If you thought Ezekiel's vision of the valley of dry bones was strange, it's nothing compared to what Strieber relates of his latest encounters with alien ``visitors.'' Strieber, too, has visions of the renewal of humanity, its elevation to a higher level of consciousness, mediated by the aliens who have been appearing to him regularly since 1985. He has confronted the terror that permeated his 1987 report, Communion, and now expresses a kind of religious faith in the godlike wisdom and goodness of the visitors, who may sometimes frighten and upset us—but only for our own good. Strieber asks these ``vibrantly alive'' beings to help him understand their mission. In response, they whisk him across the country in seconds to witness a visit they make to a friend of his; demonstrating what Strieber believes is an expanded use of human imagination, the aliens take him back in time to what he construes to be the expulsion from the Garden of Eden; they appear in his upstate New York cabin when a group of people, including a documentary filmmaker, are present. The visitors are here to teach us that the universe is mutable and fluid beyond our wildest scientific dreams and that we have souls. Their message is: ``Burn away your ignorance and your sins, then you can ascend.'' The real spooks in Strieber's scenario are not the visitors but government intruders who have hounded him since he first evinced interest in UFOs; and he presents some highly convincing evidence of a government cover-up regarding UFOs. Strieber's books have helped focus attention on the apparently not uncommon phenomenon of reports of alien visitation, but his arrogant, proselytizing tone detracts from the effectiveness of his reports here. He virtually accuses those who ``spread denial'' (such as the media) of a moral transgression. Still, if you can stomach the spiritual coating, Strieber's purported proof of alien visitors will at least give you serious pause.

(The input):
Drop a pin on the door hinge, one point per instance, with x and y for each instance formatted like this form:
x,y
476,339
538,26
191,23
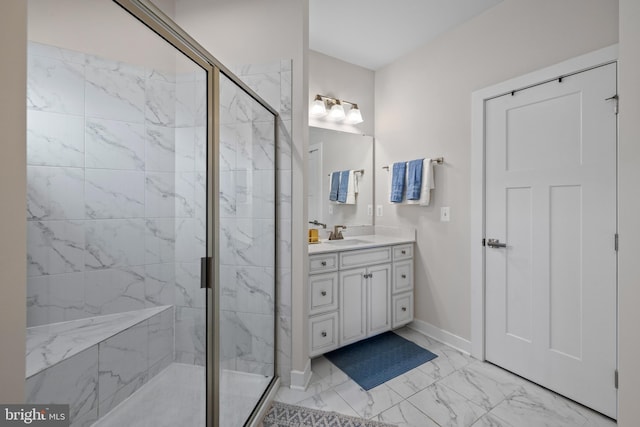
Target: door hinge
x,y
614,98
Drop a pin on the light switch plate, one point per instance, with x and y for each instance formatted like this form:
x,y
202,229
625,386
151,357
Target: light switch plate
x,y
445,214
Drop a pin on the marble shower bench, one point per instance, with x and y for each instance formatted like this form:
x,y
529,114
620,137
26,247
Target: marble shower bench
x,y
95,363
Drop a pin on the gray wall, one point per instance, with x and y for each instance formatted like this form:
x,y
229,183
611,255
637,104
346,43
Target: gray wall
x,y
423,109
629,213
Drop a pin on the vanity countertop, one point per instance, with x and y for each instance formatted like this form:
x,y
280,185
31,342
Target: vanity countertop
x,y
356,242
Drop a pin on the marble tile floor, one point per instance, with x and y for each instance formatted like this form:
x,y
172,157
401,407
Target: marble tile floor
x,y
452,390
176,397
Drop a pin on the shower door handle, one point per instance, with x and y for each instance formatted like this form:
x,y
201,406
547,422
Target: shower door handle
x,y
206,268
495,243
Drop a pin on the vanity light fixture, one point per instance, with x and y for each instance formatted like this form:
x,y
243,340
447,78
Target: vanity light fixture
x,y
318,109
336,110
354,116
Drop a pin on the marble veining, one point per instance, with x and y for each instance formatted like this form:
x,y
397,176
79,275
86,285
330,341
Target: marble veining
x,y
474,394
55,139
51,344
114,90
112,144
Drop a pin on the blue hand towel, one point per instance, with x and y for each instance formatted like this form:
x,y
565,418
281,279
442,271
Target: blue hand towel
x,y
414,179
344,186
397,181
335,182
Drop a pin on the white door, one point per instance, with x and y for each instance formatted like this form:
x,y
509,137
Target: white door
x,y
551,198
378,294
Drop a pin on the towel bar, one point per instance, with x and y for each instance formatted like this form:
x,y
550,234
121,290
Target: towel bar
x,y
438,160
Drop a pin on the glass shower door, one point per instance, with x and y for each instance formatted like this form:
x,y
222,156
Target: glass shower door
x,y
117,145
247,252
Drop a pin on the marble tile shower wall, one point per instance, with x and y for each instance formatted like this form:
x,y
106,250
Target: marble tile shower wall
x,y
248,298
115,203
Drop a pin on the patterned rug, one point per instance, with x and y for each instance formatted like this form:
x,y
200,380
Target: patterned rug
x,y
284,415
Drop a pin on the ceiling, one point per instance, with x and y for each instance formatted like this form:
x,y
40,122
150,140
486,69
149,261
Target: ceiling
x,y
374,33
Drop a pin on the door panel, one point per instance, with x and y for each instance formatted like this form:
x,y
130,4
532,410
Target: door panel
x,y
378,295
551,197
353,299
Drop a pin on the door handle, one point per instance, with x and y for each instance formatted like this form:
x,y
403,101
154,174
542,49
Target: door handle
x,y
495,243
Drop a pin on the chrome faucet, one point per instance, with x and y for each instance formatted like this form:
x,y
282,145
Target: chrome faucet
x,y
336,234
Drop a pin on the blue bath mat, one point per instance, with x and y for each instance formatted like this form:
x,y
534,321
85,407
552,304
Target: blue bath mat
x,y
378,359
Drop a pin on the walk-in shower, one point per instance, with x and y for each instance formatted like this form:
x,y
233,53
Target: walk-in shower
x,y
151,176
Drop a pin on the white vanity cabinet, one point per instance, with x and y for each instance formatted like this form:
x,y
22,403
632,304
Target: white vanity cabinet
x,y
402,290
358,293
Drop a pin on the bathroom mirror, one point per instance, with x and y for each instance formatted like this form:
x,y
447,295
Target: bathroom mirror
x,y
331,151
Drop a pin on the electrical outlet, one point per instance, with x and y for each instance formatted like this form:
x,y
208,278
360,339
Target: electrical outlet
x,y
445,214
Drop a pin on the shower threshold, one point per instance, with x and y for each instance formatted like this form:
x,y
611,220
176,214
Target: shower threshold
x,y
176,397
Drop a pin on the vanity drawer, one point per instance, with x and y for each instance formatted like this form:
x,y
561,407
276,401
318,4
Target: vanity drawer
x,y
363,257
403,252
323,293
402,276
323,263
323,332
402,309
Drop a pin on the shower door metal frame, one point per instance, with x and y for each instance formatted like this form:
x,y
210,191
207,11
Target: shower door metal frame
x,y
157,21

---

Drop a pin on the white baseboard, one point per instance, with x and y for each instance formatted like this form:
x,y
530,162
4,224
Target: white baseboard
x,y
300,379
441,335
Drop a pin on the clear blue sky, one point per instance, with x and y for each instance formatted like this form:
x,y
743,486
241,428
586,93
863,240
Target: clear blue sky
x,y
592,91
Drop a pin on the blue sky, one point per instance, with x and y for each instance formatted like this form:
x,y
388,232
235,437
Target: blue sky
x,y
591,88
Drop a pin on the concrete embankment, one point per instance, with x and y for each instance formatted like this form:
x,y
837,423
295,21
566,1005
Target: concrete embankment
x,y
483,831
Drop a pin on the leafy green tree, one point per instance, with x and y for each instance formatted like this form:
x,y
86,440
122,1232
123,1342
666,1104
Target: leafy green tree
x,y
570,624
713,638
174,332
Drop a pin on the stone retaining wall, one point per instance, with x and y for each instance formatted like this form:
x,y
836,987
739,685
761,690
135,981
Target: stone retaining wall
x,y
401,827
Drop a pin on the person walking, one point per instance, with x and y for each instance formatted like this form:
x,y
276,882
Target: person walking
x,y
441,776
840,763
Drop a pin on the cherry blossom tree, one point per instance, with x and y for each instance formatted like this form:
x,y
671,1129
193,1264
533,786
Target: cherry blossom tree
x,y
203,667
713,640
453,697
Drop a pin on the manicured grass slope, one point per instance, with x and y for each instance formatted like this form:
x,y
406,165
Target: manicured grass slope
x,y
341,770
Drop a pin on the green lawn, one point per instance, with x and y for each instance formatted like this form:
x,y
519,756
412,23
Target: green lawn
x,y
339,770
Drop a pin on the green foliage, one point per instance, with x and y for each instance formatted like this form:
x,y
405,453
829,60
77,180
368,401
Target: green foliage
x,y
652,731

--

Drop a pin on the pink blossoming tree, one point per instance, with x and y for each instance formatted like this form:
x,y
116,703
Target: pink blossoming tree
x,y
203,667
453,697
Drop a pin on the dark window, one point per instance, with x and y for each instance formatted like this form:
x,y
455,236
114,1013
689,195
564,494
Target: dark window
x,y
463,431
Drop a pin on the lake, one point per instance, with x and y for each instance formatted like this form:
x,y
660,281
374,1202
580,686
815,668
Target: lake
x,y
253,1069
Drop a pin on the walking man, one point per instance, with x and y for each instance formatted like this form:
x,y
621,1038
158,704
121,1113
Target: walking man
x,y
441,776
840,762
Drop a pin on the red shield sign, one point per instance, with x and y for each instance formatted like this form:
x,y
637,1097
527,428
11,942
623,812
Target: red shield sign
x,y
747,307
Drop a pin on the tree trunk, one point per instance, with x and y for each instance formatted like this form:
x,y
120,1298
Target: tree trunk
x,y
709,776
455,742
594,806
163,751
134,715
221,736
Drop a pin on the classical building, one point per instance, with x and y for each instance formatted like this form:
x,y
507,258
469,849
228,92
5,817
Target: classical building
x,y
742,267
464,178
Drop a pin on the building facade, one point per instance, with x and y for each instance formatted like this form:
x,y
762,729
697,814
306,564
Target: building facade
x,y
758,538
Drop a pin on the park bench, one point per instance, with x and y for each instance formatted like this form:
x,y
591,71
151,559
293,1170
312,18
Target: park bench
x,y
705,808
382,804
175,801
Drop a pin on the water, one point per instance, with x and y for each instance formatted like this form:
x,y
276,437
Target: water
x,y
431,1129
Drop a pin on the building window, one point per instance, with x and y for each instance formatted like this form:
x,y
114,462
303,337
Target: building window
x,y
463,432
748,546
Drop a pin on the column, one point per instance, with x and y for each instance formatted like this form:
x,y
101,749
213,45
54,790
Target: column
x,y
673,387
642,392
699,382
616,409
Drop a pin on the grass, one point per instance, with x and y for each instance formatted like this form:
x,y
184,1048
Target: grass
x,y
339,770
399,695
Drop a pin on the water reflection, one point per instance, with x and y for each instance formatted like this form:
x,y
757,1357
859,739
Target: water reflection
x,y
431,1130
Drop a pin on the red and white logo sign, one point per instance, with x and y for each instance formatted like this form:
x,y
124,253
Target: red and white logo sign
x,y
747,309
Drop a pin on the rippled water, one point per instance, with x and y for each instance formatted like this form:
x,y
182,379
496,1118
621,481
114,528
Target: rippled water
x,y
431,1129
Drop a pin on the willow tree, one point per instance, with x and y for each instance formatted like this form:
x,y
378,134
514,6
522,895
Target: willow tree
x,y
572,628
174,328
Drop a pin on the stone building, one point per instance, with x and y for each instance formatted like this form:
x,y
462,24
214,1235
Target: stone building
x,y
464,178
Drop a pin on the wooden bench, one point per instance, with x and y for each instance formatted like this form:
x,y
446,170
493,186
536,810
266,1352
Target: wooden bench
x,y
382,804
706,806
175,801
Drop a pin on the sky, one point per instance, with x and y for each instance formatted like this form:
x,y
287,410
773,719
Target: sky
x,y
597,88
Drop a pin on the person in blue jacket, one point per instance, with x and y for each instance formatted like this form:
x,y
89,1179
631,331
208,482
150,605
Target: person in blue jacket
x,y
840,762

(Set tasks):
- a) Translate this sentence from the review into Spanish: "The visitors are here to teach us that the universe is mutable and fluid beyond our wildest scientific dreams and that we have souls."
- b) Gather every row containing the word "classical", matching case exactly.
The review and the rows are unrelated material.

(Task-by-task results):
- a) Los visitantes están aquí para enseñarnos que el universo es mutable y fluido más allá de nuestros sueños científicos más descabellados y que tenemos alma.

- b)
Drop a pin on the classical building, one point per instance, with x and y for each instance formatted like this form:
Target: classical building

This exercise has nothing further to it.